INSTRUCTIONS TO FOLLOW
Reproduce every record below exactly as it appears.

Items from a dataset:
= Beginning of Section =
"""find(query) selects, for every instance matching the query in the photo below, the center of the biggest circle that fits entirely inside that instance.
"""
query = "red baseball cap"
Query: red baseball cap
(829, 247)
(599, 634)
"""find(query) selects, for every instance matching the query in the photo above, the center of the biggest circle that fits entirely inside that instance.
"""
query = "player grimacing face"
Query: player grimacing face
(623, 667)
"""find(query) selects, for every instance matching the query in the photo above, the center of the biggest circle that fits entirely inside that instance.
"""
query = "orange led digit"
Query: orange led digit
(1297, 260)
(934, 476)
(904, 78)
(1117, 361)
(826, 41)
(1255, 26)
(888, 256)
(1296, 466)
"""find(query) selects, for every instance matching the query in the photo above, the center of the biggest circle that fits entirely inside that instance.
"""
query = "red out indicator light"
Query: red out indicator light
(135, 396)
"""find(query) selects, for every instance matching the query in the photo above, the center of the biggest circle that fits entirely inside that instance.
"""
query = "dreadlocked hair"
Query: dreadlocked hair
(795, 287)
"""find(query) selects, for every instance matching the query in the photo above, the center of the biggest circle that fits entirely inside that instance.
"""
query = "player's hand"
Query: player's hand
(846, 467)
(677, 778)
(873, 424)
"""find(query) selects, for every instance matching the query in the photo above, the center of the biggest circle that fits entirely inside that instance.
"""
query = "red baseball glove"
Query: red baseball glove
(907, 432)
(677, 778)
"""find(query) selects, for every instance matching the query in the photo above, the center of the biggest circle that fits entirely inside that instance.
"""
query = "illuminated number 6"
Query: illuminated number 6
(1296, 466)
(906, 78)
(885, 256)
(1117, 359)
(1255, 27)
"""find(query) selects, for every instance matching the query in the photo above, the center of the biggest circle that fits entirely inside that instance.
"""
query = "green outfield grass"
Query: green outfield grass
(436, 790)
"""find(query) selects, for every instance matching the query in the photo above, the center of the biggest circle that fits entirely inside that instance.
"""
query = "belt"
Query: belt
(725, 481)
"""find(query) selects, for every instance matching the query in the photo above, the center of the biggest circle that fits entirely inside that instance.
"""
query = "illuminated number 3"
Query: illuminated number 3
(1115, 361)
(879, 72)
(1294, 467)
= End of Section =
RESULT OF THIS TASK
"""find(query) selects, for every instance matching the query in the photo below, the center of the biggest circle that fits entirely inside that instance.
"""
query = "red baseball cap"
Query: red baseball cap
(829, 247)
(599, 634)
"""find(query) selects, for every instance matching the query in the photo above, the center of the biggest circle that fits entirely inside that instance.
"""
query = "player grimacing face"
Query: player grimacing face
(623, 667)
"""find(query) selects, for every instance matching the query in the photo above, the center of the biggest circle that fits entirely inside that instance.
"""
query = "orange led digit"
Query: orange led digit
(1297, 260)
(934, 476)
(904, 78)
(1117, 361)
(826, 41)
(1255, 26)
(888, 256)
(1296, 466)
"""find(query) selects, for every instance matching the query in the photo above, the center of the biggest circle that fits entirely inside that instance.
"""
query = "red out indicator light"
Query: red out indicator light
(135, 396)
"""find(query) selects, for every instance matching the query in the photo above, the center of the biggest circle that fits entirely inside that instance.
"""
query = "dreadlocked hair"
Query: dreadlocked hair
(795, 287)
"""find(query) selects, for every instance matching the query in the photo above, the center of the biggest circle that fits entirely inside that instance.
"""
query = "player's hand"
Query: player's hand
(846, 467)
(677, 778)
(873, 424)
"""find(query) selects, for every instance matching the query in the photo above, the center of the biggest circle that fits entirely inside that instance.
"""
query = "red baseball glove"
Query: red baseball glove
(907, 432)
(677, 778)
"""find(query) selects, for every instance matching the query in the photo above, the center of the biggest circle that fits entirely inside that instance.
"""
query = "illuminated number 6"
Query: illuminated number 6
(1296, 466)
(906, 78)
(885, 256)
(1117, 359)
(1255, 27)
"""find(query) selects, for every instance matching the query in the photo above, the center of the biggest circle that fits entirely inside that instance.
"""
query = "green outfield grass"
Query: green outfield grass
(436, 790)
"""find(query) selects, for every instance matching the query in the photo above, the center of the biggest circle that fits entirely inside that instance.
"""
query = "belt"
Query: belt
(725, 481)
"""find(query) selects, for every instance matching the query in the photo above, the center of the biggest circle that fits entirely inside that instance.
"""
query = "illuminated number 3"
Query: illuminated number 3
(1115, 361)
(879, 72)
(1294, 467)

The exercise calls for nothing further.